Records excerpted from a collection:
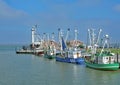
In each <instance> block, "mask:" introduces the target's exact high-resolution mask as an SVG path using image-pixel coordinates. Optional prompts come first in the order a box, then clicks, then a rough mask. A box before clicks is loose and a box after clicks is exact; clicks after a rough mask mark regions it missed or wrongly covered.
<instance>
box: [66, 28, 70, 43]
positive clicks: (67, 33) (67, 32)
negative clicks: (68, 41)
mask: <svg viewBox="0 0 120 85" xmlns="http://www.w3.org/2000/svg"><path fill="white" fill-rule="evenodd" d="M69 32H70V28H68V30H67V35H66V38H65V42H67V39H68V36H69Z"/></svg>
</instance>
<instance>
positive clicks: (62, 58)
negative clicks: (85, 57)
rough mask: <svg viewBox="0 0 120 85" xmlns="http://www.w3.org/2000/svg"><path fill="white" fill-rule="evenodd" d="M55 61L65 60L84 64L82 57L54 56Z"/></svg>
mask: <svg viewBox="0 0 120 85" xmlns="http://www.w3.org/2000/svg"><path fill="white" fill-rule="evenodd" d="M56 61H59V62H66V63H75V64H84V58H76V59H74V58H68V57H65V58H63V57H58V56H57V57H56Z"/></svg>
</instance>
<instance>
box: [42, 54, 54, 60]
mask: <svg viewBox="0 0 120 85" xmlns="http://www.w3.org/2000/svg"><path fill="white" fill-rule="evenodd" d="M44 57H45V58H48V59H54V58H55V55H47V54H46V55H44Z"/></svg>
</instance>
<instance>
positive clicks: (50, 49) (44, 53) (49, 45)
mask: <svg viewBox="0 0 120 85" xmlns="http://www.w3.org/2000/svg"><path fill="white" fill-rule="evenodd" d="M47 38H48V39H47V42H46V46H47V47H46V49H45V50H44V57H45V58H48V59H54V58H55V56H56V48H55V45H54V33H52V40H50V39H49V34H48V35H47Z"/></svg>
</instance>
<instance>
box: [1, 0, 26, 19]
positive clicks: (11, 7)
mask: <svg viewBox="0 0 120 85" xmlns="http://www.w3.org/2000/svg"><path fill="white" fill-rule="evenodd" d="M25 15H26V13H25V12H24V11H21V10H16V9H14V8H12V7H10V6H9V5H8V4H7V3H5V2H4V1H3V0H0V18H18V17H21V16H25Z"/></svg>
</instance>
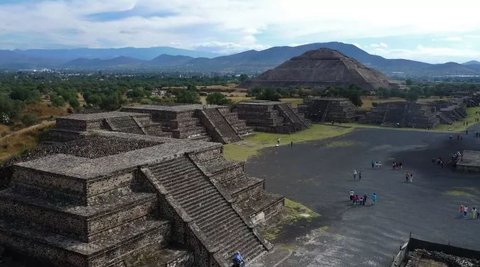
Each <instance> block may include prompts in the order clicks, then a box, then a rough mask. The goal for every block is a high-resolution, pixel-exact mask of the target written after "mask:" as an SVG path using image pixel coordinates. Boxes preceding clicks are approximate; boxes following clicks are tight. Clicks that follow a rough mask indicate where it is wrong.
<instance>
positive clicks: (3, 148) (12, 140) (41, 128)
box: [0, 121, 55, 162]
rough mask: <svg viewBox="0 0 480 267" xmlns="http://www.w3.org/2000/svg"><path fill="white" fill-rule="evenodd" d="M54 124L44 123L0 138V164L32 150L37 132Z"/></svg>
mask: <svg viewBox="0 0 480 267" xmlns="http://www.w3.org/2000/svg"><path fill="white" fill-rule="evenodd" d="M54 123H55V122H53V121H44V122H42V123H40V124H36V125H33V126H31V127H27V128H24V129H21V130H19V131H16V132H13V133H11V134H9V135H6V136H4V137H2V138H0V162H1V161H4V160H6V159H8V158H11V157H13V156H15V155H18V154H21V153H23V152H25V151H27V150H29V149H32V148H34V147H35V146H36V145H37V142H38V134H39V132H41V131H43V130H46V129H48V128H50V127H52V126H53V125H54Z"/></svg>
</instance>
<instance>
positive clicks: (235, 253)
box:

== EXERCISE ==
Of the lines in the data above, some may include the word "exact"; state how many, with no added words.

== TASK SOLUTION ==
2